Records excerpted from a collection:
Start of Block

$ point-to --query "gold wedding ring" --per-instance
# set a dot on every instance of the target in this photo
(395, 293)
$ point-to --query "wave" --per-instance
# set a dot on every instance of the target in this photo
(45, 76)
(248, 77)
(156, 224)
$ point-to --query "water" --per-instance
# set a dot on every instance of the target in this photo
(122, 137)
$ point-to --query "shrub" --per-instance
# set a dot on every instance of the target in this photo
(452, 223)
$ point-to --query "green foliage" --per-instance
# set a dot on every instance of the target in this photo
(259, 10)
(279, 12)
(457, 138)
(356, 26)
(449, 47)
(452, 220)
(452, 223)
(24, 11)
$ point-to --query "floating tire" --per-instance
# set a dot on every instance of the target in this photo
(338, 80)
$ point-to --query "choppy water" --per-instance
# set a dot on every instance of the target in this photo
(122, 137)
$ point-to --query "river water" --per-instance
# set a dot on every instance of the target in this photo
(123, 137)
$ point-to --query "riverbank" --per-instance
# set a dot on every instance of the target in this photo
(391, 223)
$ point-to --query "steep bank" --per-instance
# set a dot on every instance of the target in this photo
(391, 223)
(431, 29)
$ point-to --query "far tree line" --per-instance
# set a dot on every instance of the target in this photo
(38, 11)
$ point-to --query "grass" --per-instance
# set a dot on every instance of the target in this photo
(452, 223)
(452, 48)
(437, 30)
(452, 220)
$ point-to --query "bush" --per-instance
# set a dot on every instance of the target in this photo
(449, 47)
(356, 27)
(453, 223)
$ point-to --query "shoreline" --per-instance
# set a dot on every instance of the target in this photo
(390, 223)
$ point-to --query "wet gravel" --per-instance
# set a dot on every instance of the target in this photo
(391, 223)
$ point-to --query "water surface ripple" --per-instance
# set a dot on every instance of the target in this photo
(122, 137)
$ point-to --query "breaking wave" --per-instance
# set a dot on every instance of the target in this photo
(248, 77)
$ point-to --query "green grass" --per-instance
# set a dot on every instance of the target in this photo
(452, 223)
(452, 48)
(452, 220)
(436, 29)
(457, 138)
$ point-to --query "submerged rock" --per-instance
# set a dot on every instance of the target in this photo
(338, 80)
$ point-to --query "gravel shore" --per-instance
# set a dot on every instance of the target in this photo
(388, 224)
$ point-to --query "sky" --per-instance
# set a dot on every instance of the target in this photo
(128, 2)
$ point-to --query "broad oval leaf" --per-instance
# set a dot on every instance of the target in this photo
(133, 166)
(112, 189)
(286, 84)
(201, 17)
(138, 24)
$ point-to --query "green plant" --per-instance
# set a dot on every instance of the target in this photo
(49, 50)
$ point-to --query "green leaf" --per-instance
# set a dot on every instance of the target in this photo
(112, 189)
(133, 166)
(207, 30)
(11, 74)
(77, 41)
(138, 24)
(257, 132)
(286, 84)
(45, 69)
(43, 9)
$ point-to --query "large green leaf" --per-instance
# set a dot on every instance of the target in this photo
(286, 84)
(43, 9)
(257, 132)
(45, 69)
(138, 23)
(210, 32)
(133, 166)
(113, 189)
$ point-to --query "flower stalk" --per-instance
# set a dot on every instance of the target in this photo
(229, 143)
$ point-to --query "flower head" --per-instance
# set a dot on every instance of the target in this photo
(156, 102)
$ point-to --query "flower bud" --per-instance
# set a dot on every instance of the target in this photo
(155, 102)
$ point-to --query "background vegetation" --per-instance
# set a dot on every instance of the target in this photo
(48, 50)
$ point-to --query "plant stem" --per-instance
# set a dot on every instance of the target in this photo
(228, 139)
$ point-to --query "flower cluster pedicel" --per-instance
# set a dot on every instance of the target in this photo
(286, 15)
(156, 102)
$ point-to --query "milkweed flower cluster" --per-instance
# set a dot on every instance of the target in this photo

End of Block

**EXERCISE GOAL**
Search the entries for the string "water" and return each line where it turns up.

**EXERCISE OUTPUT**
$ point-to --query "water" --per-instance
$ point-to --query "choppy water" --per-instance
$ point-to --query "river water" --per-instance
$ point-to --query "water surface ripple" --per-instance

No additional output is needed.